**Задания**
1) Можете дословно повторить отрывок из письма, начав со слов «Сообщали, что мне» и остановившись после слов «СССР совершенно права.»?
2) Какие газеты и журналы названы в письме как источники цитируемых отзывов?

**Исходный документ**
▬▬▬▬▬▬▬▬▬▬
Цель: спастись от гонений, нищеты и неизбежной гибели в финале.
Этого совета я не послушался. Навряд ли мне удалось бы предстать перед Правительством СССР в выгодном свете, написав лживое письмо, представляющее собой неопрятный и к тому же наивный политический курбет. Попыток же сочинить коммунистическую пьесу я даже не производил, зная заведомо, что такая пьеса у меня не выйдет.
Созревшее во мне желание прекратить мои писательские мучения заставляет меня обратиться к Правительству СССР с письмом правдивым.
2
Произведя анализ моих альбомов вырезок, я обнаружил в прессе СССР за десять лет моей литературной работы 301 отзыв обо мне. Из них: похвальных — было 3, враждебно-ругательных — 298.
Последние 298 представляют собой зеркальное отражение моей писательской жизни.
Героя моей пьесы «Дни Турбиных» Алексея Турбина печатно в стихах называли «сукиным сыном», а автора пьесы рекомендовали как «одержимого собачьей старостью». Обо мне писали как о «литературном уборщике», подбирающем объедки после того, как «наблевала дюжина гостей».
Писали так:
«…Мишка Булгаков, кум мой, тоже, извините за выражение, писатель, в залежалом мусоре шарит… Что это, спрашиваю, братишечка, мурло у тебя… Я человек деликатный, возьми да и хрясни его тазом по затылку… Обывателю мы без Турбиных, вроде как бюстгальтер собаке, без нужды… Нашелся, сукин сын. Нашелся Турбин, чтоб ему ни сборов, ни успеха…» («Жизнь искусства», № 44-1927 г.).
Писали «О Булгакове, который чем был, тем и останется, новобуржуазным отродьем, брызжущим отравленной, но бессильной слюной на рабочий класс и его коммунистические идеалы» («Комс. правда». 14/X.1926 г.).
Сообщали, что мне нравится «атмосфера собачьей свадьбы вокруг какой-нибудь рыжей жены приятеля» (А. Луначарский, «Известия», 8/X-926 г.) и что от моей пьесы «Дни Турбиных» идет «вонь» (Стенограмма совещания при Агитпропе в мае 1927 г.), и так далее, и так далее…
Спешу сообщить, что цитирую я отнюдь не с тем, чтобы жаловаться на критику или вступать в какую бы то ни было полемику. Моя цель — гораздо серьезнее.
Я доказываю с документами в руках, что вся пресса СССР, а с нею вместе и все учреждения, которым поручен контроль репертуара, в течение всех лет моей литературной работы единодушно и с необыкновенной яростью доказывали, что произведения Михаила Булгакова в СССР не могут существовать.
И я заявляю, что пресса СССР совершенно права.
3
Отправной точкой этого письма для меня послужит мой памфлет «Багровый остров».
Вся критика СССР, без исключений, встретила эту пьесу заявлением, что она «бездарна, беззуба, убога» и что она представляет «пасквиль на революцию».
Единодушие было полное, но нарушено оно было внезапно и совершенно удивительно.
▬▬▬▬▬▬▬▬▬▬
(Серия записей)
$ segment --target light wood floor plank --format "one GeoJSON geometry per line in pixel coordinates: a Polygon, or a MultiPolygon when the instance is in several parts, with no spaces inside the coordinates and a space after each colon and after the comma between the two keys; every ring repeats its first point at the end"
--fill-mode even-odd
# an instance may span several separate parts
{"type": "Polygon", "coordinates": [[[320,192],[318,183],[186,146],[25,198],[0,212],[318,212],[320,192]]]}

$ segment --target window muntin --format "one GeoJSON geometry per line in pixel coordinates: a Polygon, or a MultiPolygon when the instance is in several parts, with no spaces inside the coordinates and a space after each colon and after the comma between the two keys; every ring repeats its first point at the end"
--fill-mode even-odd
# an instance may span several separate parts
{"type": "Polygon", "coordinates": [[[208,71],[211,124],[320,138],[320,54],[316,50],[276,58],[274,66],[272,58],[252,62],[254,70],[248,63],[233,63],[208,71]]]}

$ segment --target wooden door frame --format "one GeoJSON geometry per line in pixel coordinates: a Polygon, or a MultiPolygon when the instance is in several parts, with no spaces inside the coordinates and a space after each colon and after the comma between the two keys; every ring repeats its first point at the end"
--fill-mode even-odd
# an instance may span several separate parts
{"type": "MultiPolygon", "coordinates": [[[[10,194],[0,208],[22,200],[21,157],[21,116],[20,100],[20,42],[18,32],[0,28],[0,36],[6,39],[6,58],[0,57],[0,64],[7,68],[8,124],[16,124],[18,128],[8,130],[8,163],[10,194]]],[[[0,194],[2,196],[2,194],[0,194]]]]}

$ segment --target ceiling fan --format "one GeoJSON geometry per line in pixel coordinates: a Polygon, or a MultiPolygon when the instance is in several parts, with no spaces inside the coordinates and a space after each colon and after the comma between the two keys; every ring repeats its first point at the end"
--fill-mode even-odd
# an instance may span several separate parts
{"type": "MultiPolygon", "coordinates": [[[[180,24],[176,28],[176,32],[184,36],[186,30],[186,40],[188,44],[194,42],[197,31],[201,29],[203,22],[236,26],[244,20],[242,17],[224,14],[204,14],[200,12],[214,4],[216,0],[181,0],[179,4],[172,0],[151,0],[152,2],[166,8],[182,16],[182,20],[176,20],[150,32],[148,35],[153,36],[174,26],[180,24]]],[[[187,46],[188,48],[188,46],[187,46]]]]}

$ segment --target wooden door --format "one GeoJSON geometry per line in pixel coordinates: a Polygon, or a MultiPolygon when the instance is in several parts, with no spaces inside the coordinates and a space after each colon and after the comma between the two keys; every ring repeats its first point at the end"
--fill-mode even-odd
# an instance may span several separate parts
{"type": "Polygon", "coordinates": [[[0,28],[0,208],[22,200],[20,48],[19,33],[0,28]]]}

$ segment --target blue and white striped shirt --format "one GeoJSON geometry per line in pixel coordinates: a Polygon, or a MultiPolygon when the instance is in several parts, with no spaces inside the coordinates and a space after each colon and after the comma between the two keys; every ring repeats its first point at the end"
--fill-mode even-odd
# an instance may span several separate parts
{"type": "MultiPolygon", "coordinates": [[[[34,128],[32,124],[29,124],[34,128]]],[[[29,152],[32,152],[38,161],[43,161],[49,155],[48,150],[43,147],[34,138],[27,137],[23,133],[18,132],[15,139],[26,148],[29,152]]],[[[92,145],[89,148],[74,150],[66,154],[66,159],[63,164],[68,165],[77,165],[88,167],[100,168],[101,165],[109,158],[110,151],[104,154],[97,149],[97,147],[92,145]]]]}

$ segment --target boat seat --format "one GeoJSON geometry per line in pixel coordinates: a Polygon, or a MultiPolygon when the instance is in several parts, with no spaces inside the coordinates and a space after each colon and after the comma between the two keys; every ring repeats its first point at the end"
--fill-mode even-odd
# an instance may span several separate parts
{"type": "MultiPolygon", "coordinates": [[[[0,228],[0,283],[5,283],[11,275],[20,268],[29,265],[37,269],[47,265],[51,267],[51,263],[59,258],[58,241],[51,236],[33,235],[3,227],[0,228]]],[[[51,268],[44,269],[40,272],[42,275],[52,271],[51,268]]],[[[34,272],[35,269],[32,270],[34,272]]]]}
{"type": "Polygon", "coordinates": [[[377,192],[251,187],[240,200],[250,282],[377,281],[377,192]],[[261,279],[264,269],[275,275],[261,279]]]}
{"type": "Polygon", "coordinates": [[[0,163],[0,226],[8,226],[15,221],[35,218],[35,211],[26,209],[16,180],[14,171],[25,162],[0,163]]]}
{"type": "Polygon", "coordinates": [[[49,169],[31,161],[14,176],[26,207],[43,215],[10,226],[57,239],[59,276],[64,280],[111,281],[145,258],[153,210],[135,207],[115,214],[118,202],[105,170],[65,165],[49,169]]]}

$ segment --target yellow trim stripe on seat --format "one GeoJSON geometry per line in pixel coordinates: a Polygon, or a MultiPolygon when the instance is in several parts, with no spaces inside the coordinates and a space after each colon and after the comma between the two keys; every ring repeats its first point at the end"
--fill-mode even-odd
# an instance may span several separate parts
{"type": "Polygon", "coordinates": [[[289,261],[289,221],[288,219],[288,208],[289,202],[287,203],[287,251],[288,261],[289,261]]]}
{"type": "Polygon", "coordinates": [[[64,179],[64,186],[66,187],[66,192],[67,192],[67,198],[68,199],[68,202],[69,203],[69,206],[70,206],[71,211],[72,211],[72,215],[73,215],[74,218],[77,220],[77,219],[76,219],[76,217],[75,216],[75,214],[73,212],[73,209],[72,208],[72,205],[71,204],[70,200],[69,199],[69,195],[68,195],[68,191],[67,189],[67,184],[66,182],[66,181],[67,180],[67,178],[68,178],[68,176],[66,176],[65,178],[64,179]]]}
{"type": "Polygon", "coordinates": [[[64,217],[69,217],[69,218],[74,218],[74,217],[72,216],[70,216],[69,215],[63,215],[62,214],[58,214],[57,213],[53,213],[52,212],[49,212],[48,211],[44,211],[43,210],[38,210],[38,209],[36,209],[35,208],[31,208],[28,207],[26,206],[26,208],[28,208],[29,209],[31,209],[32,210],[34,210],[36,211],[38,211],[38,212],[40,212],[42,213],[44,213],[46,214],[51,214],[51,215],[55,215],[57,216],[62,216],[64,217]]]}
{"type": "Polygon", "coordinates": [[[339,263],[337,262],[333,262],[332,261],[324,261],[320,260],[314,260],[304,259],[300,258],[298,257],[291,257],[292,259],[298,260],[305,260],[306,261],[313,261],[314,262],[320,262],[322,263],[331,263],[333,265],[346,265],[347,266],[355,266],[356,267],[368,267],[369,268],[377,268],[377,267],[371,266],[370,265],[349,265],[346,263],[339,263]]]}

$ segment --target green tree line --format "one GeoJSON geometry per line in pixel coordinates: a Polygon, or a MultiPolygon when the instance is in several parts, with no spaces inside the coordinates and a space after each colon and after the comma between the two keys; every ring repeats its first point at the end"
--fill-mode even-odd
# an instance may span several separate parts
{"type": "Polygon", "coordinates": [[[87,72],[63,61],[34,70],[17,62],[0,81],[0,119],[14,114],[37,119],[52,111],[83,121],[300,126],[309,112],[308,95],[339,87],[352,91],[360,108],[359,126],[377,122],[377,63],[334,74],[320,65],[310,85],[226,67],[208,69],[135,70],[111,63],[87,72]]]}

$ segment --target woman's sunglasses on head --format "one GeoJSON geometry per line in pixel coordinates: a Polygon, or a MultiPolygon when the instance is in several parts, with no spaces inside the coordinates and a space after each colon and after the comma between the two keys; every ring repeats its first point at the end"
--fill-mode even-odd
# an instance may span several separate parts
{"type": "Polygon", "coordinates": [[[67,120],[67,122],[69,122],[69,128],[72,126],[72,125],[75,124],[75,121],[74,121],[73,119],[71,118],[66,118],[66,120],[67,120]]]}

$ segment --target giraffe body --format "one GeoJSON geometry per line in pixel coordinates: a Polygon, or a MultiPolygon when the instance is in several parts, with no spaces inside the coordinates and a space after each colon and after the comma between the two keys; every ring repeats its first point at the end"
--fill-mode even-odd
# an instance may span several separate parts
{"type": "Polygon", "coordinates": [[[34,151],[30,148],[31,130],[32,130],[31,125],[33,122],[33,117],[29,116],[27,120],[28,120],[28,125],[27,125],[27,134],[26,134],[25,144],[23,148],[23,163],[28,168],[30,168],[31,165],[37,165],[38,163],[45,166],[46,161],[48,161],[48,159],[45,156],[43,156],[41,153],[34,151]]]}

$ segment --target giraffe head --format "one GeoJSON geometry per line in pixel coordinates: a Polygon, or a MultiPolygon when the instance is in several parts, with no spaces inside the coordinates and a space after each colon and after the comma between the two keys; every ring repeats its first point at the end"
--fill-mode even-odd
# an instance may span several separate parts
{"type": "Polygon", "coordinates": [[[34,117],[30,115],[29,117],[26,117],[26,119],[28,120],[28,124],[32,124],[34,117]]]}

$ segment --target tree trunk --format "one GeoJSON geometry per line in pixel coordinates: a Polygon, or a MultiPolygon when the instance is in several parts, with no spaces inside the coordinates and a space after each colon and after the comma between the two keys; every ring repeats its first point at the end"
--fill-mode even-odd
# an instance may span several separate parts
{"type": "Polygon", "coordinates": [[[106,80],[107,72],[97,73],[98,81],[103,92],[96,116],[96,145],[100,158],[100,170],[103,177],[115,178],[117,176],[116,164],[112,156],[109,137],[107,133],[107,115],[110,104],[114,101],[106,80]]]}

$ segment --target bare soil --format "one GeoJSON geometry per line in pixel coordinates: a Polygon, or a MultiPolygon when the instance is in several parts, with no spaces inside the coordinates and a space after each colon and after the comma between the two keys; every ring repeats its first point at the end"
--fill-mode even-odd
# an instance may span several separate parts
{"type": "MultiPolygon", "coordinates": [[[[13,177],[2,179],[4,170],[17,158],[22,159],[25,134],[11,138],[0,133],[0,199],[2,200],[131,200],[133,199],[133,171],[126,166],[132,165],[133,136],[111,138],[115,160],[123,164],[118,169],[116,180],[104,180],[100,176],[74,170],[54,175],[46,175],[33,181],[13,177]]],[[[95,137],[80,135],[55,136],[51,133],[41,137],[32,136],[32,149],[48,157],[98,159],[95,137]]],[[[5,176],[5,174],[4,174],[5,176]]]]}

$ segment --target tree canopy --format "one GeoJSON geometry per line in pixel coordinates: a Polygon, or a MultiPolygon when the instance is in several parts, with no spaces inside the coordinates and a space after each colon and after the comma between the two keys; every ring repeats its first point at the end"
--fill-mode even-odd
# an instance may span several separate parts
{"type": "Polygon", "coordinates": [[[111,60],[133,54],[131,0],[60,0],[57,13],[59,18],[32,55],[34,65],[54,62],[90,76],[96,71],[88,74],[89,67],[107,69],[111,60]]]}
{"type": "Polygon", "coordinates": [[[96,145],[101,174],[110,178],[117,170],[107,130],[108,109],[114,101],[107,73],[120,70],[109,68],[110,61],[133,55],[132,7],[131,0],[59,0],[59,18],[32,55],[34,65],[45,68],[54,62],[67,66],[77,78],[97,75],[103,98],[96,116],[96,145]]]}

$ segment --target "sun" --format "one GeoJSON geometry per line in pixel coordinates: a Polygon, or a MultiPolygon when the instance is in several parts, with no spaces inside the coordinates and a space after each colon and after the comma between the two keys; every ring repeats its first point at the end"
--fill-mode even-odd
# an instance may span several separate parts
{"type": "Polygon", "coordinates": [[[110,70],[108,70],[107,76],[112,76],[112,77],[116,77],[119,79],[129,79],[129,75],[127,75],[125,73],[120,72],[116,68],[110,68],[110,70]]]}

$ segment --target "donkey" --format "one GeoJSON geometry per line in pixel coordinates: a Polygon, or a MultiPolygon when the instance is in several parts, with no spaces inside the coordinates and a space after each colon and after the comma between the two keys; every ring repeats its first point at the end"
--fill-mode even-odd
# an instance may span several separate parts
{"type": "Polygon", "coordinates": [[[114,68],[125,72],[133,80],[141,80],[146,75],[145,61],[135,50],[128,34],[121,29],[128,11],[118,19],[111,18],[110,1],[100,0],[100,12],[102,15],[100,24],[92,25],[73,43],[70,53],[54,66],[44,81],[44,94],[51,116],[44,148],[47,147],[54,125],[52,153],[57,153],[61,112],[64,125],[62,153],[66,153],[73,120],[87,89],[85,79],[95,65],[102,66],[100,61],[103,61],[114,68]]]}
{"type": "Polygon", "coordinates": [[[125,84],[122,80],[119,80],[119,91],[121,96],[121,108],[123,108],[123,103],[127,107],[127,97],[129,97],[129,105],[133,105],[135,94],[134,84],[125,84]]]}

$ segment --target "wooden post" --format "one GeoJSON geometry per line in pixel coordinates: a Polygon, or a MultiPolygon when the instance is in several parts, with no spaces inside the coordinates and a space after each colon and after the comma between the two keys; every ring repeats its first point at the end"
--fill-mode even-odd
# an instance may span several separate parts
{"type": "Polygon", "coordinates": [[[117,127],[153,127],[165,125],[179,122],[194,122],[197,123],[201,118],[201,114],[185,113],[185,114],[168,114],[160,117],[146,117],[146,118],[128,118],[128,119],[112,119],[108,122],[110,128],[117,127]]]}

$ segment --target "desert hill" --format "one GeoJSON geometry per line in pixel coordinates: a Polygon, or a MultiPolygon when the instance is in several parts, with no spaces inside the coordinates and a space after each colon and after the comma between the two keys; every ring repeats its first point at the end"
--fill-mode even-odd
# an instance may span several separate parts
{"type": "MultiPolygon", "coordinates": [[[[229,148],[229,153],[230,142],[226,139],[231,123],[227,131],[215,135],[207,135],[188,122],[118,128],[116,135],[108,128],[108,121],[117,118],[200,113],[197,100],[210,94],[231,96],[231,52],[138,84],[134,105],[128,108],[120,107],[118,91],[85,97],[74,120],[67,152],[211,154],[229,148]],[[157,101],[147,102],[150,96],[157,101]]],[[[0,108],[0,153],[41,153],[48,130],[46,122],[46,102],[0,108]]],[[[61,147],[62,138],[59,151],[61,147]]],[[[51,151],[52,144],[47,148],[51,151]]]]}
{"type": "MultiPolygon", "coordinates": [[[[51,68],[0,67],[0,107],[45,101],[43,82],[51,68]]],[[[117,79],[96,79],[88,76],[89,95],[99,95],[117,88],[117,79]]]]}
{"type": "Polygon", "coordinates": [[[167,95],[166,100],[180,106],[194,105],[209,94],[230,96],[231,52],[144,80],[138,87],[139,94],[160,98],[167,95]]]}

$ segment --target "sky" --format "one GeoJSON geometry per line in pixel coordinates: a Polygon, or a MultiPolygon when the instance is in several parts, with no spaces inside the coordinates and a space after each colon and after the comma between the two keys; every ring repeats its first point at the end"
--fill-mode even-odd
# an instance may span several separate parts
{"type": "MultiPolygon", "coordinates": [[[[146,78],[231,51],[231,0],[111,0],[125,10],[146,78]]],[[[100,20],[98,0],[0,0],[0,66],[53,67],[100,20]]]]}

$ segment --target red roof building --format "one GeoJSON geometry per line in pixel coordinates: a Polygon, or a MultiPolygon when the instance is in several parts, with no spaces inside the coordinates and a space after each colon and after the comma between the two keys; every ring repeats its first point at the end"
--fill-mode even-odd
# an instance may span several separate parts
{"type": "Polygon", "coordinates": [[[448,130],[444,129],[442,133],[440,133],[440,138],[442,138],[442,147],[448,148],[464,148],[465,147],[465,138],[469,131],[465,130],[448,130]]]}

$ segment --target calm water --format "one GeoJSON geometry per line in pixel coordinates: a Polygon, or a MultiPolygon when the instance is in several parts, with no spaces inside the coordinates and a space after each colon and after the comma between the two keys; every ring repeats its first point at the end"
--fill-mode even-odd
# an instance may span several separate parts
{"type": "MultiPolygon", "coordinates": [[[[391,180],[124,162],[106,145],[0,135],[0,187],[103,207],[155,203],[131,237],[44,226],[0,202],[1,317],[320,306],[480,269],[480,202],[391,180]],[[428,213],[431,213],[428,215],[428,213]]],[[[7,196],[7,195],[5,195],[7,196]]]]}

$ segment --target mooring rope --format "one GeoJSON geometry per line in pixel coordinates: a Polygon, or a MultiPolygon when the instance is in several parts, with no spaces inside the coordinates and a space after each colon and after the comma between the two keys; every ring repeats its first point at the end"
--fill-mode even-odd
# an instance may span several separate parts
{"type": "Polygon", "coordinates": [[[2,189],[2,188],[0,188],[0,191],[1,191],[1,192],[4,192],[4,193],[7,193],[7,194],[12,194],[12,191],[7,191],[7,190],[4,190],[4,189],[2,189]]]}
▬▬▬▬▬▬▬▬▬▬
**Решения заданий**
1)
Сообщали, что мне нравится «атмосфера собачьей свадьбы вокруг какой-нибудь рыжей жены приятеля» (А. Луначарский, «Известия», 8/X-926 г.) и что от моей пьесы «Дни Турбиных» идет «вонь» (Стенограмма совещания при Агитпропе в мае 1927 г.), и так далее, и так далее…
Спешу сообщить, что цитирую я отнюдь не с тем, чтобы жаловаться на критику или вступать в какую бы то ни было полемику. Моя цель — гораздо серьезнее.
Я доказываю с документами в руках, что вся пресса СССР, а с нею вместе и все учреждения, которым поручен контроль репертуара, в течение всех лет моей литературной работы единодушно и с необыкновенной яростью доказывали, что произведения Михаила Булгакова в СССР не могут существовать.
И я заявляю, что пресса СССР совершенно права.

2) «Жизнь искусства», «Комс. правда», «Известия».